Exercise objective — Give every line of the rows below as a JSON list of strings, one string per line, skipping blank lines. Leave the pictures out of the answer.

::::

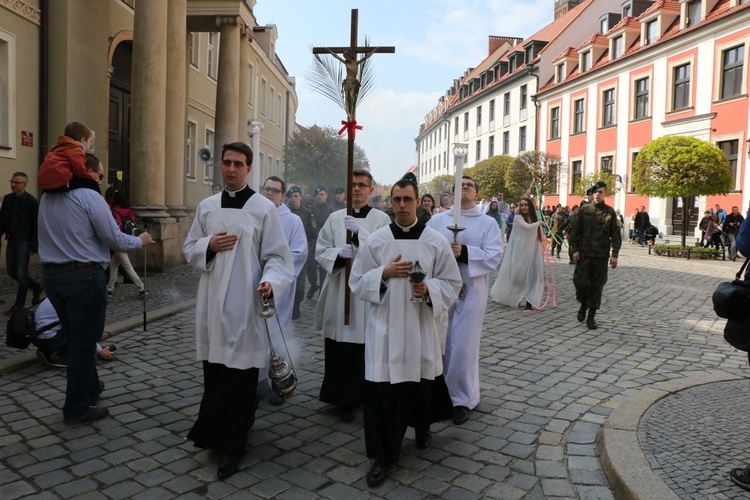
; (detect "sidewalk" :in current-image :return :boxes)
[0,243,750,500]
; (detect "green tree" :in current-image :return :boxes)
[425,174,456,199]
[575,171,620,196]
[633,136,734,247]
[464,155,514,198]
[284,125,370,194]
[505,151,564,199]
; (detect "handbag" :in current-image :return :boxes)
[711,257,750,352]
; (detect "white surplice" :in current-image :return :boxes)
[274,203,307,325]
[427,206,503,409]
[183,193,294,370]
[315,209,391,344]
[349,223,461,384]
[490,215,544,307]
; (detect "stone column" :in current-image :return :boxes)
[130,2,169,218]
[164,0,188,218]
[237,25,252,146]
[214,17,241,188]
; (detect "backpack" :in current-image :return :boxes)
[5,307,60,349]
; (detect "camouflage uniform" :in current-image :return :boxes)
[289,204,318,315]
[568,202,622,311]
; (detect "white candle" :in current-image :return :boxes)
[453,150,464,226]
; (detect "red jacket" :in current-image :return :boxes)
[37,135,98,190]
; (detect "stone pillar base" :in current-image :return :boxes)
[130,217,192,270]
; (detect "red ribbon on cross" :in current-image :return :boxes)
[339,120,362,137]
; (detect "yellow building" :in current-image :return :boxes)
[0,0,298,269]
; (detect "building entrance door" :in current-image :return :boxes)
[107,41,133,202]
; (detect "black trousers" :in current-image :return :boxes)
[187,361,258,456]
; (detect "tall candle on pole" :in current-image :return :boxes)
[448,142,469,244]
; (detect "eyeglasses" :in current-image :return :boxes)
[391,196,414,205]
[221,160,245,168]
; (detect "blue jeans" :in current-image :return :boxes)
[44,264,107,418]
[5,237,42,308]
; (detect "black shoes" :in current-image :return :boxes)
[453,406,469,425]
[218,455,240,479]
[63,406,109,424]
[341,406,354,422]
[586,309,599,330]
[729,467,750,491]
[578,304,586,321]
[367,458,393,486]
[414,429,432,450]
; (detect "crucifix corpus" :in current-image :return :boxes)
[310,9,396,325]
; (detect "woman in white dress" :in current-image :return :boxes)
[490,198,544,310]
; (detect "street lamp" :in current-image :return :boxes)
[448,142,469,244]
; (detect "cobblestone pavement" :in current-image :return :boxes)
[0,244,748,500]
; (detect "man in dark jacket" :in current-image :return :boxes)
[286,186,318,319]
[569,181,624,330]
[0,172,44,316]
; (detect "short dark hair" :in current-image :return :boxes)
[391,179,420,200]
[221,142,253,167]
[352,169,375,184]
[63,122,94,141]
[263,175,286,193]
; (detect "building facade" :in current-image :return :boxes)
[0,0,298,269]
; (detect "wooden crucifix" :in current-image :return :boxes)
[313,9,396,325]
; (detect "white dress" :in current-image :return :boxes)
[183,193,294,370]
[490,214,544,307]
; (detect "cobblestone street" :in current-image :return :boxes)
[0,243,750,500]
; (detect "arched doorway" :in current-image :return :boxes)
[107,40,133,201]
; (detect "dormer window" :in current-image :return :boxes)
[555,64,565,83]
[612,35,625,59]
[644,19,659,45]
[685,0,702,28]
[581,50,591,73]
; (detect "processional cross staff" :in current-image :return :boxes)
[310,9,396,325]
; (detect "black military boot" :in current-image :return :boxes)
[586,309,599,330]
[578,304,586,321]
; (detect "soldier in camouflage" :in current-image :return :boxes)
[569,181,622,330]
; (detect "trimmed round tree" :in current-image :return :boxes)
[632,136,734,247]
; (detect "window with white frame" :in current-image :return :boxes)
[573,99,586,134]
[247,64,255,106]
[602,89,615,127]
[716,139,740,189]
[185,121,198,179]
[258,78,266,116]
[207,31,219,80]
[203,127,216,182]
[570,160,583,194]
[549,106,560,139]
[721,45,745,99]
[188,31,198,68]
[0,30,16,149]
[672,63,690,111]
[633,77,650,120]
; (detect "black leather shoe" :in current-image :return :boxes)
[367,458,391,486]
[453,406,469,425]
[219,455,240,479]
[578,305,586,321]
[63,406,109,424]
[341,406,354,422]
[414,429,432,450]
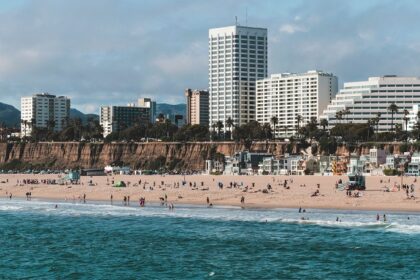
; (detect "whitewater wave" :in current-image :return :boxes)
[0,200,420,234]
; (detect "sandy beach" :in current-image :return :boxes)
[0,174,420,211]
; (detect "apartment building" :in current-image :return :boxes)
[21,93,70,137]
[256,70,338,137]
[209,25,268,129]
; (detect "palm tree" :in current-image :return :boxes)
[216,121,224,139]
[296,114,303,134]
[20,120,28,138]
[226,117,233,140]
[335,111,343,123]
[375,112,382,140]
[387,103,398,131]
[270,116,279,140]
[283,125,289,138]
[319,119,328,132]
[262,123,272,140]
[165,119,172,139]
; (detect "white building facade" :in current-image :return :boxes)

::::

Task answer —
[
  "; (detect \"sidewalk\" :in current-image :return :boxes)",
  "[0,243,750,500]",
  "; (detect \"green tree\" :in current-image :return :boxes)",
  "[425,174,456,199]",
  "[575,171,620,196]",
  "[633,136,734,247]",
  "[464,155,514,198]",
  "[284,125,370,194]",
  "[505,151,564,199]",
  "; (detect \"handbag\" :in current-image :return :boxes)",
  "[711,257,750,352]",
  "; (detect \"white surplice\" :in current-image :return :boxes)",
  "[274,203,307,325]",
  "[427,206,503,409]",
  "[183,193,294,370]",
  "[315,209,391,344]",
  "[349,223,461,384]",
  "[490,215,544,307]",
  "; (detect \"stone column\" :in current-image :return :boxes)",
  "[130,2,169,218]",
  "[164,0,188,218]",
  "[237,25,252,146]",
  "[214,17,241,188]",
  "; (detect \"backpack\" :in current-image :return :boxes)",
  "[5,307,60,349]",
  "; (detect \"camouflage uniform\" :in current-image :return :boxes)",
  "[289,204,318,315]",
  "[568,202,622,311]",
  "; (detect \"white candle\" :in current-image :return :boxes)",
  "[453,150,464,226]",
  "; (detect \"red jacket\" :in current-image :return :boxes)",
  "[37,135,98,190]",
  "; (detect \"stone pillar base\" :in current-image :return :boxes)",
  "[130,217,192,270]",
  "; (detect \"red ribbon on cross\" :in current-image :return :boxes)",
  "[339,120,362,137]",
  "; (detect \"yellow building\" :in current-image :return :boxes)",
  "[0,0,298,269]",
  "; (detect \"building entrance door\" :in current-image :return :boxes)",
  "[107,41,133,202]",
  "; (detect \"black trousers\" :in current-image :return :boxes)",
  "[187,361,258,456]",
  "; (detect \"tall candle on pole\" :in current-image :return :boxes)",
  "[448,142,469,244]",
  "; (detect \"eyeglasses\" :in current-image :return :boxes)",
  "[391,196,414,205]",
  "[221,160,245,168]",
  "; (detect \"blue jeans\" :in current-image :return :boxes)",
  "[44,264,107,418]",
  "[5,237,42,308]",
  "; (detect \"black shoes\" :in current-image :return :boxes)",
  "[453,406,469,425]",
  "[218,455,240,479]",
  "[63,406,109,424]",
  "[341,406,354,422]",
  "[586,309,599,330]",
  "[729,467,750,491]",
  "[578,304,586,321]",
  "[367,458,393,486]",
  "[414,429,432,450]",
  "; (detect \"crucifix corpus\" :in current-image :return :boxes)",
  "[310,9,396,325]",
  "; (detect \"woman in white dress\" :in current-image :return :boxes)",
  "[490,198,544,310]",
  "; (detect \"street lamp\" :in current-image :return :boxes)",
  "[448,142,469,244]",
  "; (detect \"cobblestone pavement\" :in current-image :return :boxes)",
  "[0,244,748,500]",
  "; (detect \"man in dark jacket\" :in current-image :return :boxes)",
  "[286,186,318,319]",
  "[569,181,624,330]",
  "[0,172,44,316]",
  "; (detect \"short dark hair\" :in current-image :return :boxes)",
  "[391,179,420,200]",
  "[221,142,253,167]",
  "[352,169,375,184]",
  "[63,122,94,141]",
  "[263,175,286,193]",
  "; (detect \"building facade\" :in current-image :return :boxes)",
  "[0,0,298,269]",
  "; (detect \"wooden crucifix\" :in current-image :return :boxes)",
  "[313,9,396,325]",
  "; (detect \"white dress\" :in current-image :return :boxes)",
  "[183,193,294,370]",
  "[490,214,544,307]",
  "; (detect \"cobblestone street\" :in current-image :return :boxes)",
  "[0,243,750,500]",
  "; (detect \"arched doorway\" :in current-image :return :boxes)",
  "[107,40,133,201]",
  "; (detect \"dormer window\" :in current-image :return :boxes)",
  "[555,64,565,83]",
  "[612,35,625,59]",
  "[644,19,659,45]",
  "[685,0,702,28]",
  "[581,50,591,73]",
  "; (detect \"processional cross staff\" :in current-image :return :boxes)",
  "[310,9,396,325]",
  "; (detect \"black military boot\" :in current-image :return :boxes)",
  "[586,309,599,330]",
  "[578,304,586,321]",
  "; (detect \"soldier in camouflage\" :in current-image :return :boxes)",
  "[569,181,622,330]",
  "; (detect \"trimmed round tree\" :in current-image :return :boxes)",
  "[632,136,734,247]",
  "; (detect \"window with white frame\" :in current-image :return :boxes)",
  "[573,99,586,134]",
  "[247,64,255,106]",
  "[602,89,615,127]",
  "[716,139,740,189]",
  "[185,121,198,179]",
  "[258,78,266,116]",
  "[207,31,219,80]",
  "[203,127,216,182]",
  "[570,160,583,194]",
  "[549,106,560,139]",
  "[721,45,745,99]",
  "[188,31,198,68]",
  "[0,30,16,149]",
  "[672,63,690,111]",
  "[633,77,650,120]",
  "; (detect \"black leather shoe\" :in current-image :return :boxes)",
  "[367,458,391,486]",
  "[453,406,469,425]",
  "[219,455,240,479]",
  "[578,305,586,321]",
  "[63,406,109,424]",
  "[341,406,354,422]",
  "[414,429,432,450]",
  "; (detect \"whitewater wave\" :in current-image :return :boxes)",
  "[0,200,420,234]",
  "; (detect \"sandy beach\" :in current-image :return :boxes)",
  "[0,174,420,211]",
  "; (detect \"apartment building\" :in current-image :return :boxes)",
  "[21,93,70,137]",
  "[256,70,338,137]",
  "[209,25,268,129]",
  "; (detect \"palm tree\" :in current-image :return :boxes)",
  "[216,121,224,139]",
  "[296,114,303,134]",
  "[20,120,28,138]",
  "[226,117,233,140]",
  "[335,111,343,123]",
  "[375,112,382,140]",
  "[387,103,398,131]",
  "[270,116,279,140]",
  "[283,125,289,138]",
  "[319,119,328,132]",
  "[262,123,272,140]",
  "[165,119,172,139]",
  "; (detect \"white building facade\" :in current-image :return :boxes)"
]